#### EXTRACTED RECORDS:
──────────────────────────────
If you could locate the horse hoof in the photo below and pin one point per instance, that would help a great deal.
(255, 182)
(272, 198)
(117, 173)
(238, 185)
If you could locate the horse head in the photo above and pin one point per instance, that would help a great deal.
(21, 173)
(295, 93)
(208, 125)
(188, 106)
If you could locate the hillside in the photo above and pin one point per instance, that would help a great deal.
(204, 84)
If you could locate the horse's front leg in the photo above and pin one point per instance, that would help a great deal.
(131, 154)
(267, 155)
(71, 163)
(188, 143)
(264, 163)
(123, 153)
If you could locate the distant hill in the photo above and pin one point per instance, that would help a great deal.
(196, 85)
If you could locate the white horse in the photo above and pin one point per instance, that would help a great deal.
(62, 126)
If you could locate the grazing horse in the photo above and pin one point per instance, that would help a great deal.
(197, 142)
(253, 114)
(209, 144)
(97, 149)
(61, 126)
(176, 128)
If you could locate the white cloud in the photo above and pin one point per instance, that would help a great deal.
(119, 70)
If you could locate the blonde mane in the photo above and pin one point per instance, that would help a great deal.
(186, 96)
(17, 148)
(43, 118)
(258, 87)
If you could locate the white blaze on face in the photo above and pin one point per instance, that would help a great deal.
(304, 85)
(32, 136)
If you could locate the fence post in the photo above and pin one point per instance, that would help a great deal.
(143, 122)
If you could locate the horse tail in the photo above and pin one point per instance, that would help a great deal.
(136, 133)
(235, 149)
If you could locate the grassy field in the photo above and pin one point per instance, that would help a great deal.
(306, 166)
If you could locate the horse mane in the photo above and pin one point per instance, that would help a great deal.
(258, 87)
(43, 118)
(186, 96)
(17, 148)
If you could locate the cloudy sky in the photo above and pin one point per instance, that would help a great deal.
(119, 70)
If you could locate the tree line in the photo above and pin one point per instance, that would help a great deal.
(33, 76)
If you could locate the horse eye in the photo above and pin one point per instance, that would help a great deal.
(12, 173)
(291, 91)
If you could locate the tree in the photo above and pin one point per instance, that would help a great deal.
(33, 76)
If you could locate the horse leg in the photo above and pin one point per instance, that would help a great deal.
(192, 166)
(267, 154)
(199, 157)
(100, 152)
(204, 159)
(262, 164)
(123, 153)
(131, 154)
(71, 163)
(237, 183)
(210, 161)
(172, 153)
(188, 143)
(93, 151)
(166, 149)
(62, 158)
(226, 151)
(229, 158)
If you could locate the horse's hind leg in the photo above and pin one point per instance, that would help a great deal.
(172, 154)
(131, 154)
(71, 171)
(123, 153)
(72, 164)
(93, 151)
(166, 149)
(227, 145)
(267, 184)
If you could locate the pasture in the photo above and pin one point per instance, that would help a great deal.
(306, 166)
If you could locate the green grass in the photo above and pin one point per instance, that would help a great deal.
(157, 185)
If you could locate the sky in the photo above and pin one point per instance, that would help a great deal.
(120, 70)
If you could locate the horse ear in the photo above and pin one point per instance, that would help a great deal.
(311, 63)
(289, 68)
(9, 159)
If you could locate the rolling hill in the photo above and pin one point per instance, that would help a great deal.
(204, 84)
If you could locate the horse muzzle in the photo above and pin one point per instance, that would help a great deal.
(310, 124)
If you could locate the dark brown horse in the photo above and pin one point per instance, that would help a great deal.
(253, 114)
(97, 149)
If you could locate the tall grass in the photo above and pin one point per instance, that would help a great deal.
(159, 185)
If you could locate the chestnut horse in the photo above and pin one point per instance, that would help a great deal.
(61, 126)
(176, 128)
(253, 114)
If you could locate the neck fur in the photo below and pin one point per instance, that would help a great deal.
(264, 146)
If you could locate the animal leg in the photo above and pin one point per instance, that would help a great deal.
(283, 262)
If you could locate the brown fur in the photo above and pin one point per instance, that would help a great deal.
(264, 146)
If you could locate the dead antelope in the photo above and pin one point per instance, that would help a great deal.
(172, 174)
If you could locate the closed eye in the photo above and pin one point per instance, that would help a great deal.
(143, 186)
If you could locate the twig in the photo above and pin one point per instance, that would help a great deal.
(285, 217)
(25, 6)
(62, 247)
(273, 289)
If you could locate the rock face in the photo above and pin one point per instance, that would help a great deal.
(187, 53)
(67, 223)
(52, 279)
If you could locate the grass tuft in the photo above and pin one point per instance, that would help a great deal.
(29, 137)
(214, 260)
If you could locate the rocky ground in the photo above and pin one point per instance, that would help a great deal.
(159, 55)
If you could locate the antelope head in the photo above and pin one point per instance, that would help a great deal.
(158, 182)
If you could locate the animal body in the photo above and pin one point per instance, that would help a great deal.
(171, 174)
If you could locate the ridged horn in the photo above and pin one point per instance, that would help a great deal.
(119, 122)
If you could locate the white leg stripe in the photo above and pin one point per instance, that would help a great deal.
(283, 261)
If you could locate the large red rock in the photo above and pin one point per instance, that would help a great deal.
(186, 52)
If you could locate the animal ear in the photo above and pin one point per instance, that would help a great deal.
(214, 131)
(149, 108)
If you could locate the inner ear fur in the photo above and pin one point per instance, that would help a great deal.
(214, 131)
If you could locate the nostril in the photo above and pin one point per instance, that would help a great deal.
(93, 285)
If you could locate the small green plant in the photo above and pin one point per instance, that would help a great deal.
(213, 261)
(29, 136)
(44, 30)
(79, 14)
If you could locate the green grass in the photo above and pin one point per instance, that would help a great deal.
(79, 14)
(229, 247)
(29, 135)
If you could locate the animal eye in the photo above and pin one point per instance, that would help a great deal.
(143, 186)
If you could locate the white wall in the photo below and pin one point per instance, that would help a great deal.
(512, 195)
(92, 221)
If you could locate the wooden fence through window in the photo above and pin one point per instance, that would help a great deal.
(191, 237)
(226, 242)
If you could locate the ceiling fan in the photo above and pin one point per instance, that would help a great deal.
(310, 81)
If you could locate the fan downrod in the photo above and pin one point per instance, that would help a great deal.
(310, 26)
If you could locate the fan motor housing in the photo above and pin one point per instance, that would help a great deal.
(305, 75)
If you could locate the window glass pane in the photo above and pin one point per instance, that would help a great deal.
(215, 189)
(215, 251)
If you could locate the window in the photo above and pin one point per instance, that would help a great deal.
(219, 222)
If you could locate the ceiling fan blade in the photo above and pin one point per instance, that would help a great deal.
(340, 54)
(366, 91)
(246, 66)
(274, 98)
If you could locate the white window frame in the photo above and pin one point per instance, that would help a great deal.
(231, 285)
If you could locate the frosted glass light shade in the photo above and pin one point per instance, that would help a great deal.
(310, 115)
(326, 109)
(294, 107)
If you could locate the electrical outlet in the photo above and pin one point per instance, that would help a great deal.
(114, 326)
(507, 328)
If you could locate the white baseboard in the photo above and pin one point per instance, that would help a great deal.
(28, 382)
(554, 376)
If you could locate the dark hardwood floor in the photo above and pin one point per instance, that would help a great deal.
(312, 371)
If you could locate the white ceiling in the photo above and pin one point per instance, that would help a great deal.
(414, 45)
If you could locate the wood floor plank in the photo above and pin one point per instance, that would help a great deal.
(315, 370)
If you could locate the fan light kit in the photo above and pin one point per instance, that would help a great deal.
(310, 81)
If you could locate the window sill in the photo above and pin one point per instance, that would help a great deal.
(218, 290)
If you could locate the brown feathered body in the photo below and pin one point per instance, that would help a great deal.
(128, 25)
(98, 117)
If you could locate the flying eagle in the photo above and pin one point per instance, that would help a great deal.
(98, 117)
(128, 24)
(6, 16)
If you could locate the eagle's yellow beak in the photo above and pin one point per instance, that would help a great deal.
──────────────────────────────
#### GOAL:
Write out the entire listing exactly.

#### RESULT:
If you could locate the horse hoof in the photo below and pin one point per instance, that would help a great deal.
(255, 182)
(272, 198)
(117, 173)
(238, 185)
If you could locate the horse head in the photo above and pin one point per instance, that would help a great deal.
(21, 173)
(295, 93)
(208, 125)
(188, 106)
If you could locate the hillside in the photo above and pin one point per instance, that would help a great deal.
(204, 84)
If you could locate the horse's front leg in the photo above and pin one point per instance, that would help a great deal.
(131, 154)
(267, 155)
(71, 163)
(188, 143)
(264, 163)
(123, 153)
If you could locate the distant hill in the photo above and pin one point per instance, that would help a great deal.
(196, 85)
If you could locate the white horse in the photo above and pin one point per instance, that would help a great deal.
(62, 126)
If you could locate the grazing horse in the photo above and pin one point per instance, that would help a great deal.
(197, 142)
(253, 114)
(209, 144)
(97, 149)
(61, 126)
(176, 128)
If you could locate the white cloud in the photo above and pin one point per instance, that would help a great deal.
(119, 70)
If you could locate the blonde mane in the photo above and pin one point per instance, that would help a great deal.
(186, 96)
(17, 148)
(43, 118)
(258, 87)
If you could locate the white blaze on face in the photo above and pin one point per instance, that would help a great deal.
(304, 85)
(32, 136)
If you could locate the fence post in the photo above and pin one point per instance, that would help a great deal.
(143, 122)
If you could locate the horse tail in the photo above and pin one point per instance, that would help a great deal.
(136, 133)
(235, 149)
If you could locate the grassy field in the photo above and pin one point per instance, that would help a great deal.
(306, 166)
If you could locate the horse mane in the photo above and pin one point per instance, that would help a great deal.
(258, 87)
(43, 118)
(186, 96)
(17, 148)
If you could locate the cloudy sky in the photo above and pin one point per instance, that would help a great deal.
(119, 70)
If you could locate the tree line in the photo above and pin one point per instance, that would help a great deal.
(33, 76)
If you could locate the horse eye in the photo above and pin one point per instance, that would help a great deal.
(12, 173)
(291, 91)
If you could locate the tree in the photo above and pin one point per instance, that would help a great deal.
(33, 76)
If you could locate the horse leg in the photo above and pin one point per instance, that would help a great deal.
(192, 166)
(267, 154)
(199, 157)
(100, 152)
(204, 159)
(262, 164)
(123, 153)
(131, 154)
(71, 163)
(237, 183)
(210, 161)
(172, 153)
(188, 143)
(93, 151)
(166, 149)
(62, 158)
(226, 151)
(229, 158)
If you could locate the horse's hind leg in the photo above and pin one point per instance, that would help a great deal.
(172, 154)
(131, 154)
(71, 171)
(123, 153)
(72, 164)
(93, 151)
(166, 149)
(227, 145)
(267, 184)
If you could locate the pasture in the photo above and pin one point per instance, that would help a great deal.
(306, 166)
If you could locate the green grass in the photo above and pin one point per instance, that would help a great deal.
(157, 185)
If you could locate the sky in the photo above and pin one point per instance, that would help a great deal.
(120, 70)
If you could locate the horse ear in the photo above and pin one point per instance, that would help a great deal.
(311, 63)
(289, 68)
(9, 159)
If you could locate the rolling hill in the photo above and pin one point per instance, that would help a great deal.
(204, 84)
If you could locate the horse muzzle in the photo above and pin one point per instance, that would help a great deal.
(310, 124)
If you could locate the dark brown horse in the photo above and pin one point per instance, that would help a great deal.
(253, 114)
(97, 149)
If you could locate the tall grass in the photo above and pin one point per instance, that would help a great deal.
(159, 185)
If you could locate the chestnut horse in the photo above and pin one point per instance, that would help a great deal.
(61, 126)
(176, 128)
(253, 114)
If you could locate the neck fur in the photo below and pin one point per instance, that would help a great deal.
(264, 146)
If you could locate the animal leg in the photo above and pin one point per instance, that would help a great deal.
(283, 262)
If you could locate the brown fur in the photo above and pin one point per instance, that would help a great deal.
(264, 146)
If you could locate the dead antelope in the photo above and pin one point per instance, that would help a great deal.
(172, 174)
If you could locate the closed eye in the photo above and pin one point per instance, that would help a great deal.
(143, 186)
If you could locate the twig in the photo above and pin one point per instance, that would help a great deal.
(285, 217)
(25, 6)
(62, 247)
(273, 289)
If you could locate the rock face in the photo above and pin one point per instance, that would help a great deal.
(187, 53)
(67, 223)
(52, 279)
If you could locate the grass tuft in the photo above and pin one point per instance, that would help a great deal.
(29, 137)
(214, 260)
If you could locate the rocky ground in the photo above and pin one point per instance, that would help a great deal.
(159, 55)
If you could locate the antelope head in the photo above and pin one point per instance, that would help a great deal.
(158, 182)
If you could locate the animal body in the photo above and pin one point per instance, that would help a great deal.
(171, 174)
If you could locate the ridged horn in the photo above and pin one point per instance, that would help a great deal.
(119, 122)
If you could locate the white leg stripe in the photo above and pin one point per instance, that would help a great deal.
(283, 261)
If you could locate the large red rock in the photo above and pin one point per instance, that would help a great deal.
(186, 52)
If you could locate the animal ear in the photo above and pin one point per instance, that would help a great deal.
(214, 131)
(149, 108)
If you could locate the inner ear fur in the photo above and pin one point per instance, that would help a great deal.
(214, 131)
If you could locate the nostril in the photo above and pin one point per instance, that would help a great deal.
(93, 285)
If you could locate the small green plant in the photo above and pin one point per instance, that would help a great deal.
(213, 261)
(29, 136)
(44, 30)
(79, 14)
If you could locate the green grass in the photo above and pin one point per instance, that would help a great deal.
(79, 14)
(229, 247)
(29, 135)
If you could locate the animal eye in the photo above and pin one point per instance, that would help a great deal.
(143, 186)
If you could locate the white wall in the photo below and pin one point per instance, that would help a great deal.
(512, 195)
(92, 221)
If you could locate the wooden fence through window in the photo above and pin one point per instance, that would help a great deal.
(191, 237)
(226, 242)
If you could locate the ceiling fan in the photo above and pin one point per instance, that would help a great deal.
(310, 81)
If you could locate the fan downrod in the photo above and pin one point per instance, that would help a great deal.
(310, 26)
If you could locate the fan motor housing in the photo above and pin one point per instance, that would help a great deal.
(305, 75)
If you could locate the window glass pane in the photo above and pin one point per instance, that would help a great deal.
(215, 189)
(215, 251)
If you could locate the window in the photo above and pin one point per instance, that would help a great deal.
(219, 222)
If you could locate the ceiling fan blade in the photo above and pin one point per instance, that would help a great deal.
(340, 54)
(366, 91)
(246, 66)
(274, 98)
If you could locate the white window frame in the photo above and pin one point per instance, that would help a great deal.
(231, 285)
If you could locate the frosted glass light shade in the photo above and pin one point per instance, that would help a great deal.
(310, 115)
(326, 109)
(294, 107)
If you could locate the electrical outlet in the photo above and pin one point per instance, that would help a great deal.
(114, 326)
(507, 328)
If you could locate the white baseboard in the photo above and pin one point per instance, that would help a great deal.
(28, 382)
(554, 376)
If you could locate the dark hardwood floor in the photo above and pin one point per instance, that would help a great deal.
(312, 371)
If you could locate the white ceiling in the photo above and pin one point per instance, that would help a great deal.
(414, 45)
If you could locate the wood floor plank in the photo above and pin one point per instance, that would help a great deal.
(315, 370)
If you could locate the fan light kit in the photo above and pin one point per instance, that would help a great deal.
(310, 81)
If you could locate the window sill in the photo above and pin one point per instance, that would help a great deal.
(218, 290)
If you could locate the brown feathered body in the photo below and pin one point per instance, that would help a great deal.
(128, 25)
(98, 117)
If you could locate the flying eagle in the photo above and pin one point per instance, that would help a great deal.
(98, 117)
(128, 24)
(6, 16)
If you could locate the eagle's yellow beak in the photo above and pin one point per instance, that would help a great deal.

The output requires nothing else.